OPDRACHTEN →
#1 Werk het tekstfragment bij: geef het deel vanaf "Bureau Toetsing Investeringen" tot en met "relevante andere departementen." opnieuw weer, met "Gaswet" vervangen door "Warmtewet".
#2 Welke periode beslaat de rapportage volgens het tekstfragment?

TEKSTFRAGMENT →
________________________________________
Daarnaast heeft uw Kamer het kabinet middels een motie van de leden Weverling, Verhoeven en Stoffer (Kamerstuk 35 153, nr. 17) verzocht om de Kamer periodiek te informeren over de impact van de Wet op de conform de memorie van toelichting als beperkt ingeschatte administratieve lasten voor het bedrijfsleven in de telecomsector. In de lijn met de rapportage van vorig jaar, zal ook in deze brief aandacht worden besteed aan de administratieve lasten van de WOZT voor het bedrijfsleven. Zoals tijdens het Wetgevingsoverleg van 20 april 2020 (Kamerstuk 35 153, nr. 24) is benoemd door de toenmalige Staatssecretaris van Economische Zaken en Klimaat en in lijn met de rapportage van vorig jaar, maakt het kabinet tevens graag gebruik van deze gelegenheid om uw Kamer een breder beeld te geven van de onderzoeken op het gebied van investeringstoetsing.
De rapportage in deze brief beslaat het tweede jaar na inwerkingtreding van de WOZT, te weten de periode van 1 oktober 2021 tot en met 30 september 2022. In deze periode heb ik geen gebruik gemaakt van de verbodsbevoegdheid.
Bureau Toetsing Investeringen (BTI)
Het BTI is onderdeel van het Ministerie van Economische Zaken en Klimaat en is inmiddels 2 jaar operationeel. Het Bureau geeft sinds de inwerkingtreding op 1 oktober 2020 uitvoering aan de WOZT. Daarnaast ondersteunt het BTI de feitelijke uitvoering van de overige sectorale investeringstoetsen, zoals vastgelegd in de Gaswet en de Elektriciteitswet. Ook zal het BTI uitvoering geven aan de Wet Veiligheidstoets Investeringen, Fusies en Overnames zodra deze van kracht wordt. Daarnaast fungeert het BTI als contactpunt voor de Europese FDI-Screeningsverordening op grond van de Uitvoeringswet screeningsverordening buitenlandse directe investeringen.1 Het bovenstaande gebeurt in nauwe samenwerking met de relevante andere departementen.
________________________________________
VERZAMELD MATERIAAL →
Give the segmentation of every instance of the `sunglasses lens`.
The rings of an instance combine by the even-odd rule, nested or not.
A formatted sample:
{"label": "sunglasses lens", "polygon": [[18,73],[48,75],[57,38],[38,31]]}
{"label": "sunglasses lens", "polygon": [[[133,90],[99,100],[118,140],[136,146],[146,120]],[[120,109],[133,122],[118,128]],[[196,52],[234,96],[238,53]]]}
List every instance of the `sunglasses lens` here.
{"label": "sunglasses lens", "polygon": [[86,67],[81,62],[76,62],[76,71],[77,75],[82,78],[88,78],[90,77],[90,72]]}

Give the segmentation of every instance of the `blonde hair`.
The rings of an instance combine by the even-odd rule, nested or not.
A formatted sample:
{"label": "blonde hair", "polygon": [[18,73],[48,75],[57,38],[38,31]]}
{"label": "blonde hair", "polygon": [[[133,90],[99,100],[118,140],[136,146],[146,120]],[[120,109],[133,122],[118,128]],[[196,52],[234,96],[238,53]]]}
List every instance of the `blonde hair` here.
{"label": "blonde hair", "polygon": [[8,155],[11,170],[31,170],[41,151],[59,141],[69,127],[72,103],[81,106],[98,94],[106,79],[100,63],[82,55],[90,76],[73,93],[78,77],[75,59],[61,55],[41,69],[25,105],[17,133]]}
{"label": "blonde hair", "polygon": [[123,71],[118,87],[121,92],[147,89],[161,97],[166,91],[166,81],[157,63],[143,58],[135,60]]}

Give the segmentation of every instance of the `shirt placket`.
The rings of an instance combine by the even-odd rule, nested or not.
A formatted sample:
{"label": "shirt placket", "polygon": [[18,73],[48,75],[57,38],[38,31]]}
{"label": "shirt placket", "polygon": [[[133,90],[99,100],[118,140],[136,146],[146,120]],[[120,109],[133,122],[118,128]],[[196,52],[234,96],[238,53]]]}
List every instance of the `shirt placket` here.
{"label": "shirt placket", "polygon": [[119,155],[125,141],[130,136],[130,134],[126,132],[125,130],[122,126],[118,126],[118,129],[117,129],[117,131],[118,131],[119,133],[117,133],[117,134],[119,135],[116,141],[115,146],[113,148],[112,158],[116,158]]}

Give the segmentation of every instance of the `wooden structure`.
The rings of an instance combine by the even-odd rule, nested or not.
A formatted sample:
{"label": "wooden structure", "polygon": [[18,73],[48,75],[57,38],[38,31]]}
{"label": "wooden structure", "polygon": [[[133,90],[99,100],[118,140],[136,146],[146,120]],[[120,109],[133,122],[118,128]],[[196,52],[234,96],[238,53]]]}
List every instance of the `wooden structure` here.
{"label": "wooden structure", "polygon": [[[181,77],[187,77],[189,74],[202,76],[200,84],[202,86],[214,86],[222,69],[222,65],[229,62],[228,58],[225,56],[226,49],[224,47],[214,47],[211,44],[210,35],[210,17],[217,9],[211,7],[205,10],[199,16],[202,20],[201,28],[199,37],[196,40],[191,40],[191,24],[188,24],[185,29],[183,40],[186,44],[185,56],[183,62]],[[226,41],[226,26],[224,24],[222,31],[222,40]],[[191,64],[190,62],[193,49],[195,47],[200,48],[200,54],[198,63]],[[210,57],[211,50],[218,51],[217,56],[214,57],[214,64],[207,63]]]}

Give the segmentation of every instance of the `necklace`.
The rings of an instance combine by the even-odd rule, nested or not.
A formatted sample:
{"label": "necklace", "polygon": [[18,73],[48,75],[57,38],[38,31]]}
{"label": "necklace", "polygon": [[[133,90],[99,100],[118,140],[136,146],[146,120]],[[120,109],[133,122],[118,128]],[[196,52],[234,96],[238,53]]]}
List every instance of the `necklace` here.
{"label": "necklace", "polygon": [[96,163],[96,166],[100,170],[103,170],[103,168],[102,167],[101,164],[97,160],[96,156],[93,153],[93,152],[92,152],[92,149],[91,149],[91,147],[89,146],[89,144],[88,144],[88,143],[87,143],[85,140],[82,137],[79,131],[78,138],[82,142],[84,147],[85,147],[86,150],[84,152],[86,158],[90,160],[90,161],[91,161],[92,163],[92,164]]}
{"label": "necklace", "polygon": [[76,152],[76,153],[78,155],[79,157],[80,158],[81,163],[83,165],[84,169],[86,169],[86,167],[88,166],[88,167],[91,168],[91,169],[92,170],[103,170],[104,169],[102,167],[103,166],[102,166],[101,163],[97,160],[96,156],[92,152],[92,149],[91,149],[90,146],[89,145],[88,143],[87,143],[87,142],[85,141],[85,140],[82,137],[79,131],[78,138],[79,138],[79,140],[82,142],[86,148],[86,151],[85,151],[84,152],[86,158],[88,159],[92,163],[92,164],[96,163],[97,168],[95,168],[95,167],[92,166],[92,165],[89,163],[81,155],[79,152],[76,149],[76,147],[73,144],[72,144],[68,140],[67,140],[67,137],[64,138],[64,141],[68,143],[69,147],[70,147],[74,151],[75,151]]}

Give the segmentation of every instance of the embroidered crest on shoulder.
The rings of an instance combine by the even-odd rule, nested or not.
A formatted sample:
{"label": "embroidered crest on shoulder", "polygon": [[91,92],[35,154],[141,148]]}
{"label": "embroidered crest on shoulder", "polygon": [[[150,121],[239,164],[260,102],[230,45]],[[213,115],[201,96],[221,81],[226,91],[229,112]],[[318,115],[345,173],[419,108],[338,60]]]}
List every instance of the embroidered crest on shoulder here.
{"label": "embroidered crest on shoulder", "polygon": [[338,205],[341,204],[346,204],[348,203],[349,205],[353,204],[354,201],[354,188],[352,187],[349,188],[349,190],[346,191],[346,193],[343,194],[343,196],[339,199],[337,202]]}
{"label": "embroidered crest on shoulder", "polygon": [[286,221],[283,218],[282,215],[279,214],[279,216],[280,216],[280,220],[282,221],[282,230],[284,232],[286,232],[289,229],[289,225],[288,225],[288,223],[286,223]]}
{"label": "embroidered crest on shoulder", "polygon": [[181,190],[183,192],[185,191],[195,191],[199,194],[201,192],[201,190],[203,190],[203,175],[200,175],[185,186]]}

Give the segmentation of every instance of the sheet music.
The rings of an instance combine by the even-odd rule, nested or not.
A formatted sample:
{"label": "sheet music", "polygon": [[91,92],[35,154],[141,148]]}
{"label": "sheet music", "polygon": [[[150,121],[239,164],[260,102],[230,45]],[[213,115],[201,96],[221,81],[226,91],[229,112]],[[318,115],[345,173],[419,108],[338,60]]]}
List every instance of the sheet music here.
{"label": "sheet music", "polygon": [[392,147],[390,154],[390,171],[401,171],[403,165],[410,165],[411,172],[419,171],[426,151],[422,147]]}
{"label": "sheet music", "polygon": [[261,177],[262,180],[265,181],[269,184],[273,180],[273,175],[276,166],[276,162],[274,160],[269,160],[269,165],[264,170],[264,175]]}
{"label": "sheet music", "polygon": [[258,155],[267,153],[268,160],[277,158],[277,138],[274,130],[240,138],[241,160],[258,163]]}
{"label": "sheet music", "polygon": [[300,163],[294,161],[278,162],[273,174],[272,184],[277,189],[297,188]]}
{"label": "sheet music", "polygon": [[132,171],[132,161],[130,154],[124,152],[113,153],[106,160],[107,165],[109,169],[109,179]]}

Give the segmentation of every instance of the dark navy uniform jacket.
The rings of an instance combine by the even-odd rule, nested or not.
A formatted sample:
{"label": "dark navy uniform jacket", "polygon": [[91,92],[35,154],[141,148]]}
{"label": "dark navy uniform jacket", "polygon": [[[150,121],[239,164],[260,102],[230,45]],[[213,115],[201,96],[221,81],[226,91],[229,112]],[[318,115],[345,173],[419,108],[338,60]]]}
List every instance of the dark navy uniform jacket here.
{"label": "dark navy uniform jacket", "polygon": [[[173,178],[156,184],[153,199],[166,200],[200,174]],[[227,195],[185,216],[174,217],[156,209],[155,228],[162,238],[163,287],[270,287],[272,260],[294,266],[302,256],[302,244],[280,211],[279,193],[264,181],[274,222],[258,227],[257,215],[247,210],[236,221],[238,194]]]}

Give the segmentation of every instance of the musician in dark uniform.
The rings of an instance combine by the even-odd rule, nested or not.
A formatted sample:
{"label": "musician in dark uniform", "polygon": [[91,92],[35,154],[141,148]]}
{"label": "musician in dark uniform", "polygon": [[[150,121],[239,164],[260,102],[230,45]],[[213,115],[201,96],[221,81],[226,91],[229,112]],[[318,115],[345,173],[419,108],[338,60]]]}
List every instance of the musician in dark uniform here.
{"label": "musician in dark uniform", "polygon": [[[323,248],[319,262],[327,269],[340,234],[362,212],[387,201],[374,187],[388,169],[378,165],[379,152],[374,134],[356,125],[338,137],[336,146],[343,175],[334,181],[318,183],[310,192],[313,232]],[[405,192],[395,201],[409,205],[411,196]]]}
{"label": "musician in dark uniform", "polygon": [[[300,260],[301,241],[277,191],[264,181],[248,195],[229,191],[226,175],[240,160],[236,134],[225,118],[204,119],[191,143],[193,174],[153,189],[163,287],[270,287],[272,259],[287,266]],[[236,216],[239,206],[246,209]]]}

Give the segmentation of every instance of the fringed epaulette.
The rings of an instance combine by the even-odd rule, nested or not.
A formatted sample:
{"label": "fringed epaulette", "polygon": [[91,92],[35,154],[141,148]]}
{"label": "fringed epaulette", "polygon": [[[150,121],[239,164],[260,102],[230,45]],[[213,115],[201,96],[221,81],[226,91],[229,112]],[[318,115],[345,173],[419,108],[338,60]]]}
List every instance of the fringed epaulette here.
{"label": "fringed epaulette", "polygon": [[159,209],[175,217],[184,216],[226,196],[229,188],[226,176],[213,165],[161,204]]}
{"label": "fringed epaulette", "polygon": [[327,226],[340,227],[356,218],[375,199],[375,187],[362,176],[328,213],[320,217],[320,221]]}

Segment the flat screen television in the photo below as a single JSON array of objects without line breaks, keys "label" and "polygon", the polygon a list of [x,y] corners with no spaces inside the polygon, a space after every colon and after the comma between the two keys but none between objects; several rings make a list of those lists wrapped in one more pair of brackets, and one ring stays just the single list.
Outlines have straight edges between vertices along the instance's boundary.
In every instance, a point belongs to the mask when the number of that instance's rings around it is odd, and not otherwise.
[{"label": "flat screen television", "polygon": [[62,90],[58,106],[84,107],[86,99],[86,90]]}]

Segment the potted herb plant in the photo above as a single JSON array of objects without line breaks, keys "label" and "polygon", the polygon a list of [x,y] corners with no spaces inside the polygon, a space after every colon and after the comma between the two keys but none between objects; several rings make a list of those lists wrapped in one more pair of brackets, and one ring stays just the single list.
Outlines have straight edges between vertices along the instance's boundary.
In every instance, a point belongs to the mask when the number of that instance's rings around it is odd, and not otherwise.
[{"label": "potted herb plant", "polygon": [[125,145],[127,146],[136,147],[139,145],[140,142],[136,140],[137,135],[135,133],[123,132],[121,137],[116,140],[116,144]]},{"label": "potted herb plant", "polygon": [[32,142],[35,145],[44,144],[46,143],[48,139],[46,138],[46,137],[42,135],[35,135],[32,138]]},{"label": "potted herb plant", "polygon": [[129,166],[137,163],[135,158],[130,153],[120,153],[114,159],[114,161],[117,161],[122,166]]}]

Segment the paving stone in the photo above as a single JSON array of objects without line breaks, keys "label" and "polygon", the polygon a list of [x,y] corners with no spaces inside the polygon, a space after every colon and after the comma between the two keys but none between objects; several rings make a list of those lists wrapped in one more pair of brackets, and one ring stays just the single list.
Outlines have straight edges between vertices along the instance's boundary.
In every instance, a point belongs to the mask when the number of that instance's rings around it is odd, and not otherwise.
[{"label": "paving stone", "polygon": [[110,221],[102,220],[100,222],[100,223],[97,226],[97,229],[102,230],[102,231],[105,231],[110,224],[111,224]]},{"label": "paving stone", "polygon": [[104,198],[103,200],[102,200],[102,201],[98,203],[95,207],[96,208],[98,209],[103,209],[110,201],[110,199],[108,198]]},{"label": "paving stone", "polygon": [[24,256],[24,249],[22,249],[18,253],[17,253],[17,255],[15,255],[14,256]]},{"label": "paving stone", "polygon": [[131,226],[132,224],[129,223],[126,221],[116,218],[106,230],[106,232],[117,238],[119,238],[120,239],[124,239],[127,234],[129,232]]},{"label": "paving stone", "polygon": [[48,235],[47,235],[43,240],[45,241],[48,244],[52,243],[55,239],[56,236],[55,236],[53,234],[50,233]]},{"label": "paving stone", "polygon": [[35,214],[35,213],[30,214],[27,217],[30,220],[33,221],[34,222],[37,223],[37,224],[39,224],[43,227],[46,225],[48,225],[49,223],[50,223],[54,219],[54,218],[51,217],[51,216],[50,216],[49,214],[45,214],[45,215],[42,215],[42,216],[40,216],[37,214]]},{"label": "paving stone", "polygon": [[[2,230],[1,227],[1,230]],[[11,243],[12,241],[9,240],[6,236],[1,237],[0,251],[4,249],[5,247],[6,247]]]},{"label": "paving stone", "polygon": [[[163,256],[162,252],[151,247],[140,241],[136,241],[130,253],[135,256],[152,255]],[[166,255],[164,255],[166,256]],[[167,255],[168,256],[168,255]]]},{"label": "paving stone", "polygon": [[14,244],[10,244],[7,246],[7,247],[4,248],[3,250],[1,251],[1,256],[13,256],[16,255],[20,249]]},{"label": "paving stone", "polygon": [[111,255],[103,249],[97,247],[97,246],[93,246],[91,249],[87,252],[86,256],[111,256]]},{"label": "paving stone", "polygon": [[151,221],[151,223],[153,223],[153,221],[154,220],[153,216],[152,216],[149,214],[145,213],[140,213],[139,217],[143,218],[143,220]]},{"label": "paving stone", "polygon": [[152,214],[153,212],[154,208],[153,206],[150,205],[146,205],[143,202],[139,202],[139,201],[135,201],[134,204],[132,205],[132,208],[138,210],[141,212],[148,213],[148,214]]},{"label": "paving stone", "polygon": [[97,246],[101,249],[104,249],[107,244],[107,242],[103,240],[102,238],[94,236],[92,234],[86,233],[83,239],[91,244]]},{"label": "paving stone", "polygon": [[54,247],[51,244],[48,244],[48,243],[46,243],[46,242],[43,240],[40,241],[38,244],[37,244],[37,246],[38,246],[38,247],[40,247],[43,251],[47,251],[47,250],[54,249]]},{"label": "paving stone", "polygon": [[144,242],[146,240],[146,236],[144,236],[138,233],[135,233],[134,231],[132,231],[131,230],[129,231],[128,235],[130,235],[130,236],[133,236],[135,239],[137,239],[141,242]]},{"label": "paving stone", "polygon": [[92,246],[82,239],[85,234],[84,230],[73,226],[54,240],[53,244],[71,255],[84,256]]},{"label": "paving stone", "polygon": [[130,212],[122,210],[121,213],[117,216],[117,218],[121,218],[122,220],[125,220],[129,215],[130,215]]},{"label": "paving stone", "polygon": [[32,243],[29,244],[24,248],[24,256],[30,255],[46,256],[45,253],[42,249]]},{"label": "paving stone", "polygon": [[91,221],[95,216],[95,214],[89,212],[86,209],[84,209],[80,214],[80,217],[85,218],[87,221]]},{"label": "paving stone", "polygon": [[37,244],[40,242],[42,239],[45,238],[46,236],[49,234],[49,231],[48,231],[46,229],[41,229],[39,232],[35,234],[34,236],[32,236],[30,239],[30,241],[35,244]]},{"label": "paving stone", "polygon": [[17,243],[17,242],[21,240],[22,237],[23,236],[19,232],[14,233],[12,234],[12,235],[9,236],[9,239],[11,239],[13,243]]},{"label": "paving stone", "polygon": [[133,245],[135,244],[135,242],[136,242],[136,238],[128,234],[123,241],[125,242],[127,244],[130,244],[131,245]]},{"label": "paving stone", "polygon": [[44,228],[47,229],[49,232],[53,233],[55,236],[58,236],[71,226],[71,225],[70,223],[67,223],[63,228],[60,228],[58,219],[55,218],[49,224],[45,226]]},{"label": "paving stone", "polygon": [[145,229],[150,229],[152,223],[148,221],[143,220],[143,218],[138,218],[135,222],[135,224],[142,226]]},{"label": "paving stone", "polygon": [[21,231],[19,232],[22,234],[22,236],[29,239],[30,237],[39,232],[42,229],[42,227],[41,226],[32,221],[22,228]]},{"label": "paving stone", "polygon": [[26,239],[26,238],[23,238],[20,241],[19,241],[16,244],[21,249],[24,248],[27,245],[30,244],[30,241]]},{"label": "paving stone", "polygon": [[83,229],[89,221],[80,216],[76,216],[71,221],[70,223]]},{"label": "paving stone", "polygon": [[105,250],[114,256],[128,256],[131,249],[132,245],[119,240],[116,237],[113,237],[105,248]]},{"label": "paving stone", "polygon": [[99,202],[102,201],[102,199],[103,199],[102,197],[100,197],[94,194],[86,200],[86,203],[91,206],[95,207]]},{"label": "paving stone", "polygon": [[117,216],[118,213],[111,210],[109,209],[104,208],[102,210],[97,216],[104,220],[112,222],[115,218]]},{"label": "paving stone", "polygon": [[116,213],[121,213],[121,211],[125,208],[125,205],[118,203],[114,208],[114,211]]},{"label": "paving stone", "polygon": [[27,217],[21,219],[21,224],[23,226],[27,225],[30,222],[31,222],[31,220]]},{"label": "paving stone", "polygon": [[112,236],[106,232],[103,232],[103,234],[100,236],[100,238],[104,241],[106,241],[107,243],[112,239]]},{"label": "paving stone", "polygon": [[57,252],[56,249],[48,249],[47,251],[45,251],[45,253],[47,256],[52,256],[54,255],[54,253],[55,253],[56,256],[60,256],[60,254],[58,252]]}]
________________________________________
VOLLEDIGE UITWERKINGEN →
#1
Bureau Toetsing Investeringen (BTI)
Het BTI is onderdeel van het Ministerie van Economische Zaken en Klimaat en is inmiddels 2 jaar operationeel. Het Bureau geeft sinds de inwerkingtreding op 1 oktober 2020 uitvoering aan de WOZT. Daarnaast ondersteunt het BTI de feitelijke uitvoering van de overige sectorale investeringstoetsen, zoals vastgelegd in de Warmtewet en de Elektriciteitswet. Ook zal het BTI uitvoering geven aan de Wet Veiligheidstoets Investeringen, Fusies en Overnames zodra deze van kracht wordt. Daarnaast fungeert het BTI als contactpunt voor de Europese FDI-Screeningsverordening op grond van de Uitvoeringswet screeningsverordening buitenlandse directe investeringen.1 Het bovenstaande gebeurt in nauwe samenwerking met de relevante andere departementen.

#2 De periode van 1 oktober 2021 tot en met 30 september 2022.